> [Your objective]: When you copy the listing, reproduce each line as it appears and omit every image.
━━━━━ Record extracts ━━━━━
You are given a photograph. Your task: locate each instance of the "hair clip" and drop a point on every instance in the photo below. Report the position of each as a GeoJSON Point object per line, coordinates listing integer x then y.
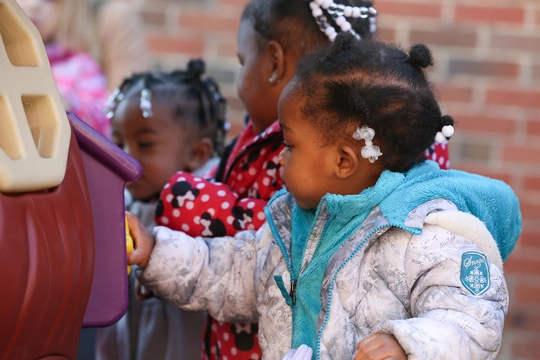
{"type": "Point", "coordinates": [446, 132]}
{"type": "Point", "coordinates": [146, 104]}
{"type": "Point", "coordinates": [369, 151]}
{"type": "Point", "coordinates": [339, 13]}
{"type": "Point", "coordinates": [110, 105]}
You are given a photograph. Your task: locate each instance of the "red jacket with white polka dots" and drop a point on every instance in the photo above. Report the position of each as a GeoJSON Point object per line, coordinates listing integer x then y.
{"type": "Point", "coordinates": [200, 207]}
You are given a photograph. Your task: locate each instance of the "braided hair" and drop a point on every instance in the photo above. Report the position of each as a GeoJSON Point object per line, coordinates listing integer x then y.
{"type": "Point", "coordinates": [294, 25]}
{"type": "Point", "coordinates": [351, 84]}
{"type": "Point", "coordinates": [169, 87]}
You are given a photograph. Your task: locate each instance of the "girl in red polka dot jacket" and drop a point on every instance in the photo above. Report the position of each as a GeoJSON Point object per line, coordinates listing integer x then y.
━━━━━
> [Solution]:
You are given a photograph. Your task: locate each instance of the "hair clip" and drop a point on every instance in the photo below. Report the position of each as a GeoJSON Point object per line, coordinates listing integer x then y.
{"type": "Point", "coordinates": [446, 132]}
{"type": "Point", "coordinates": [146, 104]}
{"type": "Point", "coordinates": [369, 151]}
{"type": "Point", "coordinates": [339, 13]}
{"type": "Point", "coordinates": [110, 105]}
You are given a photograph. Your task: locate each instance of the "red jacket with white polka dots" and drop a point on every instance in the photo above. Report the position of each as a GeoJSON Point object per line, coordinates listing integer x then y.
{"type": "Point", "coordinates": [200, 207]}
You are given a photograph. Your task: locate each instance of the "braided hair" and drop a point on every instance in the photo above. Report the position of each as a GeoJSON Point object per line, coordinates listing integer x then y.
{"type": "Point", "coordinates": [294, 25]}
{"type": "Point", "coordinates": [351, 84]}
{"type": "Point", "coordinates": [169, 87]}
You are given a photograph. Your task: locate each instance of the "girl in red polka dot jacket" and drop a point on every instance in the photo above. Report the position of each as a GeoJSON Point object per line, coordinates listing integer x then y.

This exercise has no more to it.